> _Source data_
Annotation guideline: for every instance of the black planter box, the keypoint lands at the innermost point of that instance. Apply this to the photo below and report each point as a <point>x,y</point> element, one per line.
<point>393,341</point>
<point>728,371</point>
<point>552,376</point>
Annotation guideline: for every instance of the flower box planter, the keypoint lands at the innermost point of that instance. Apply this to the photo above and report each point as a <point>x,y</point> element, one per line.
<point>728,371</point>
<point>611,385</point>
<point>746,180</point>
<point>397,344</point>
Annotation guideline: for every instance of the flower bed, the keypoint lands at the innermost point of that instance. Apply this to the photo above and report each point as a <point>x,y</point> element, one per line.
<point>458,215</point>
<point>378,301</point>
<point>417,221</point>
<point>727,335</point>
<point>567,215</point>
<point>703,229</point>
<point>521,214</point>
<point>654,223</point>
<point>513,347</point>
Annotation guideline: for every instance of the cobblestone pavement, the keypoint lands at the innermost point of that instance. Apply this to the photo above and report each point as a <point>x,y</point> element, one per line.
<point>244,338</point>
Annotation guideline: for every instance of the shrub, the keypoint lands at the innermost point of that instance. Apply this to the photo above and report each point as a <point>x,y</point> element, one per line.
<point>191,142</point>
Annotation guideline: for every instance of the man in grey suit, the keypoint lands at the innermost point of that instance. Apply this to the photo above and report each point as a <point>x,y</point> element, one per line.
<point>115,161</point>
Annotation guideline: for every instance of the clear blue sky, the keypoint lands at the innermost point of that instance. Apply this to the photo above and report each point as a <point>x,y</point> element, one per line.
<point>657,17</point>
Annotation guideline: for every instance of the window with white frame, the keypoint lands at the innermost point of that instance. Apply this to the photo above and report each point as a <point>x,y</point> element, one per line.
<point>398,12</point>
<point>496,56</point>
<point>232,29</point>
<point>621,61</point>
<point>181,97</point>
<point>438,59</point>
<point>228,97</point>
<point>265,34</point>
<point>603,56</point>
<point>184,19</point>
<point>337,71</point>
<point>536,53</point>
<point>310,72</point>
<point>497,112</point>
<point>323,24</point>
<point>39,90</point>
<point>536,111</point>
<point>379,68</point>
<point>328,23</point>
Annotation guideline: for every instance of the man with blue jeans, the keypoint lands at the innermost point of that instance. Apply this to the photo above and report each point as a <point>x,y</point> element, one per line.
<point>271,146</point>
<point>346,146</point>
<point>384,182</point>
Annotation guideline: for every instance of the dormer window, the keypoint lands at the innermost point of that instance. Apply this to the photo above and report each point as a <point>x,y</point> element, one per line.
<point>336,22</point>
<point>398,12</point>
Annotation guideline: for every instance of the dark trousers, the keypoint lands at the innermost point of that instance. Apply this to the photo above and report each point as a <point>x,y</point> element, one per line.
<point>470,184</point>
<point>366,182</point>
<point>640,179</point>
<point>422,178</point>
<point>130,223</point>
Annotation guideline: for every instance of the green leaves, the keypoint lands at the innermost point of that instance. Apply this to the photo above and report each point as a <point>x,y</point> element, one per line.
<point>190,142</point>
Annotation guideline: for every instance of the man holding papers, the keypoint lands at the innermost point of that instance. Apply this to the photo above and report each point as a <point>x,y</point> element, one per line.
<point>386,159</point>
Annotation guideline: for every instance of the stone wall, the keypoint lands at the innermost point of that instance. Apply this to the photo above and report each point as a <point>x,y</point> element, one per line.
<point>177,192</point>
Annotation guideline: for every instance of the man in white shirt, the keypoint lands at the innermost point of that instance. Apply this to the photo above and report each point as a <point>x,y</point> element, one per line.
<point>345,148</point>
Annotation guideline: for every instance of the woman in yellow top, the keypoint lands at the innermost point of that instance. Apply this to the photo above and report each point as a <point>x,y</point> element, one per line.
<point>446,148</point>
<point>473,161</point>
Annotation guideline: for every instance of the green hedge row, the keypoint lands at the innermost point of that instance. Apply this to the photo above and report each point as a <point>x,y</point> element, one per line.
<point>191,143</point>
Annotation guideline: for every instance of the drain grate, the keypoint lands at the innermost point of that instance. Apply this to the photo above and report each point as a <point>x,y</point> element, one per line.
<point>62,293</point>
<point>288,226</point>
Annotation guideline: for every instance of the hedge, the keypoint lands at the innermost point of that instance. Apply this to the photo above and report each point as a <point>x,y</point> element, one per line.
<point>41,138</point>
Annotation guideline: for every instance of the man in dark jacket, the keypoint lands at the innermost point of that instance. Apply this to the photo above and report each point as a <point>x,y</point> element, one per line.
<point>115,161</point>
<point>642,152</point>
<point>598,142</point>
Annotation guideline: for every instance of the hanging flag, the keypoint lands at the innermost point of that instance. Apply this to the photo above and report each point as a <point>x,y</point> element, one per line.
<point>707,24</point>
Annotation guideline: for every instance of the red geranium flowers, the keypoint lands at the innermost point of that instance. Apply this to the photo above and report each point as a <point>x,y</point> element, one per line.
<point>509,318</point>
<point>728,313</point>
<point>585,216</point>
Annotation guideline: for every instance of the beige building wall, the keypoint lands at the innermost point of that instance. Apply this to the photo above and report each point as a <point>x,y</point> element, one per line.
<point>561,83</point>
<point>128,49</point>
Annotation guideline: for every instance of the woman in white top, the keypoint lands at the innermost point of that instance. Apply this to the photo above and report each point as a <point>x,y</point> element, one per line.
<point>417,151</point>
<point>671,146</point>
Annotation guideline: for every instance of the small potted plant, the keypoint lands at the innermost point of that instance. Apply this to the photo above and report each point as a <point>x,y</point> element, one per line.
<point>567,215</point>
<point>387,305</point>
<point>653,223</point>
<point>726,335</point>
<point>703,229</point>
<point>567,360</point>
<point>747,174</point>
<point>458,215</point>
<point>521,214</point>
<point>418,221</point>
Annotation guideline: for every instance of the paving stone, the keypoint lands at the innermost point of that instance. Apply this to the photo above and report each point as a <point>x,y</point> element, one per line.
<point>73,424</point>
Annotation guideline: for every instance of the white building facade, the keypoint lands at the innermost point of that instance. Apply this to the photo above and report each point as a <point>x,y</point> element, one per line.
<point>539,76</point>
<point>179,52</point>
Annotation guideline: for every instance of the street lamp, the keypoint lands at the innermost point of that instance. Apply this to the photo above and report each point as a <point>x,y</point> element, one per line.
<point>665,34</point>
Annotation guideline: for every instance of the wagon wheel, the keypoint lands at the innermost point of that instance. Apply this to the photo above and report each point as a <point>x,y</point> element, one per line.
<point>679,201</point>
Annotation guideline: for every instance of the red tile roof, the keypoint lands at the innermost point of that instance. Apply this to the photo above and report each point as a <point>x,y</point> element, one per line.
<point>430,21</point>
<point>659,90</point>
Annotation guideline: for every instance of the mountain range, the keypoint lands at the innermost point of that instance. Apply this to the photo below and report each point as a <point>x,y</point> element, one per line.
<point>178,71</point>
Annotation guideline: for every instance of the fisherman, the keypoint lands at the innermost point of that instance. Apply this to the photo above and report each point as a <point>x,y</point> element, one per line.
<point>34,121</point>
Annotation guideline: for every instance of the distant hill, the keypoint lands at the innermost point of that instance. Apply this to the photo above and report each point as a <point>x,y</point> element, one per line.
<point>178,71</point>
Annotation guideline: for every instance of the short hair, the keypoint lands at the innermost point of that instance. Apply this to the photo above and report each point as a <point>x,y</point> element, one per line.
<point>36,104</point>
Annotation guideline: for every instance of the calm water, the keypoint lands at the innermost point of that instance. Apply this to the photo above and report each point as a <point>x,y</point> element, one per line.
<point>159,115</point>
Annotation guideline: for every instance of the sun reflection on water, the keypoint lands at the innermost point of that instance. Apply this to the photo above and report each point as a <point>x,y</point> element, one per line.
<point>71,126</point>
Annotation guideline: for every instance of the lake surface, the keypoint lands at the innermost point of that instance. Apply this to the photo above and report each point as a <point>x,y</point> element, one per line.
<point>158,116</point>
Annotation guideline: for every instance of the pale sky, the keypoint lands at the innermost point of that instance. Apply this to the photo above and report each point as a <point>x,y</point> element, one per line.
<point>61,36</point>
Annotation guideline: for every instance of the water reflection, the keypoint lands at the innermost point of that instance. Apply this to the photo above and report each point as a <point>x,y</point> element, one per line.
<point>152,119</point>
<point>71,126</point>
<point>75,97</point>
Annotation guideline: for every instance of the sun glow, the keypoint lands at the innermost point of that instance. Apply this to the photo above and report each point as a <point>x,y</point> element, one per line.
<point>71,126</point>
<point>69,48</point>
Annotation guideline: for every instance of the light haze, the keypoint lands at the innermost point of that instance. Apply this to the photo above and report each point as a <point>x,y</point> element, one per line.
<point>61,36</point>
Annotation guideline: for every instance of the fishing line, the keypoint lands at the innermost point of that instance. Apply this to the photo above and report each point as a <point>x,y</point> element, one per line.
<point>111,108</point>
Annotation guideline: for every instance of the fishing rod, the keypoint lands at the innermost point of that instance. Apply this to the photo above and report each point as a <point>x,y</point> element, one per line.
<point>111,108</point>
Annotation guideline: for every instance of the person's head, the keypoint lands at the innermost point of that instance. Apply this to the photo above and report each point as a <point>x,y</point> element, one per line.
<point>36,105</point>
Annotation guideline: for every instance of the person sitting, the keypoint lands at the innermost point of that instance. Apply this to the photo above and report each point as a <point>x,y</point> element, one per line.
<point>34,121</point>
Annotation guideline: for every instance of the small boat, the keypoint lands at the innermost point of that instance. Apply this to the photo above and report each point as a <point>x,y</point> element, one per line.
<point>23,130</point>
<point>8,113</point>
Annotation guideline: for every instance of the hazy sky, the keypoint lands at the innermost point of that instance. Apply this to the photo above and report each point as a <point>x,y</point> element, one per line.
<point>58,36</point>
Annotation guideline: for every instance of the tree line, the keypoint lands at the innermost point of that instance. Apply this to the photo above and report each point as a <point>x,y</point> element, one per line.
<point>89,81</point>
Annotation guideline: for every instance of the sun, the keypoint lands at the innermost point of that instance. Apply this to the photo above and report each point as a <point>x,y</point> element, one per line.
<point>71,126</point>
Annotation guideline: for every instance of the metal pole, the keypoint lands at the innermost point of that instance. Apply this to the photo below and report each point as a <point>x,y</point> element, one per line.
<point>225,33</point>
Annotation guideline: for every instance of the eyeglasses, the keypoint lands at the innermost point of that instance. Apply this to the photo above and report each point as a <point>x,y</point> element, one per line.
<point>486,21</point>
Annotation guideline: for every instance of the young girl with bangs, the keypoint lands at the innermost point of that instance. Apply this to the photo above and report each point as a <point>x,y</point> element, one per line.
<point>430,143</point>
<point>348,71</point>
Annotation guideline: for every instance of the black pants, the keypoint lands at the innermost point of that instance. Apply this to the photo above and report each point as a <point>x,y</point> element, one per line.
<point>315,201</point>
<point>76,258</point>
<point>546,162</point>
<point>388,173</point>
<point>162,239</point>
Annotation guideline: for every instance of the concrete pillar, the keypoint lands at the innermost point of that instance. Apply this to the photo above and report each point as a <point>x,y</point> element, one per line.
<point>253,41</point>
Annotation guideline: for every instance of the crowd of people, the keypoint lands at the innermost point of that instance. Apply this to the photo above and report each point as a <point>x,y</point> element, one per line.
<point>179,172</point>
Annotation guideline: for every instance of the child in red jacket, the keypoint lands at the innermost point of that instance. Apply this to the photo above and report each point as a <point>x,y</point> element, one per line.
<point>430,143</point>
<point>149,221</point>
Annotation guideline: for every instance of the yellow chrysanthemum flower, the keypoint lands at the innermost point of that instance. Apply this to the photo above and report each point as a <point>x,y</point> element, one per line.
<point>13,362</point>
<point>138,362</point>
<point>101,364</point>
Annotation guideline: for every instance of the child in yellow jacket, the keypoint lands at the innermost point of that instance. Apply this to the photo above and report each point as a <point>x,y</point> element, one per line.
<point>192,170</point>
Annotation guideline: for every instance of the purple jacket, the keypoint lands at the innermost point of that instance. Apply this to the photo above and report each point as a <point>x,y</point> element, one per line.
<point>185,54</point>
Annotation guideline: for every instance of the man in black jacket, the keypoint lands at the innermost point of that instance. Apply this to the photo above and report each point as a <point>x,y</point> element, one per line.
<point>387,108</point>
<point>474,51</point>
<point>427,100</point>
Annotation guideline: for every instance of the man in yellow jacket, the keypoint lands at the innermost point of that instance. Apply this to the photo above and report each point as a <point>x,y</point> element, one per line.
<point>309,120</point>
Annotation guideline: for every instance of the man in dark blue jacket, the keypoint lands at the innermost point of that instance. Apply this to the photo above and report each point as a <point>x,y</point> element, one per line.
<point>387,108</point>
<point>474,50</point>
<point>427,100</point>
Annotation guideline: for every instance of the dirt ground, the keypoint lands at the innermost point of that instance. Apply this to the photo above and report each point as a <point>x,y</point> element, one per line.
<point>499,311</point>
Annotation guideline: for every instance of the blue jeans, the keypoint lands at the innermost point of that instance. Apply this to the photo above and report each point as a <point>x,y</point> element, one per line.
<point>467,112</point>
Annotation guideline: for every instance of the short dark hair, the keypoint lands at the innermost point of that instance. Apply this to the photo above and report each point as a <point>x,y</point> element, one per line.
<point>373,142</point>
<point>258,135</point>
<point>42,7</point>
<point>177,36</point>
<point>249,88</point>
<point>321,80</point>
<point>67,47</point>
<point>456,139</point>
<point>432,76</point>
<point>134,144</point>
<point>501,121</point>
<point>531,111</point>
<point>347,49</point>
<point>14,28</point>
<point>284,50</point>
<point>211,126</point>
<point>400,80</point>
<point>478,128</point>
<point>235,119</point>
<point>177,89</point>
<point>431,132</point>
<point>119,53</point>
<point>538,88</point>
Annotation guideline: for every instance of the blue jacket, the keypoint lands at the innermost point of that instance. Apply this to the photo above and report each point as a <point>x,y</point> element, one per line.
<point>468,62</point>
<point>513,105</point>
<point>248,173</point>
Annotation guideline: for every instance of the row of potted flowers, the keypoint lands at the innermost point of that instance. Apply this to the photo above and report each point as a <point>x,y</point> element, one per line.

> _Problem details_
Copy every line from the one containing "Annotation guideline: for every instance of the dark" down to the one containing "<point>190,142</point>", both included and the requests among them, adding 17 to each coordinate in the answer points.

> _Solution to the exercise_
Annotation guideline: for every instance of the dark trousers, the keypoint lands at the innermost point of that instance. Apply this to the photo above and report each point as a <point>x,y</point> element, one per line.
<point>487,201</point>
<point>383,199</point>
<point>657,196</point>
<point>439,195</point>
<point>147,240</point>
Annotation guideline: for every instance of the green leaves, the keypoint lands at the innermost point of that instance. Apply this to the photo above and report each point as a <point>x,y</point> element, one per line.
<point>207,159</point>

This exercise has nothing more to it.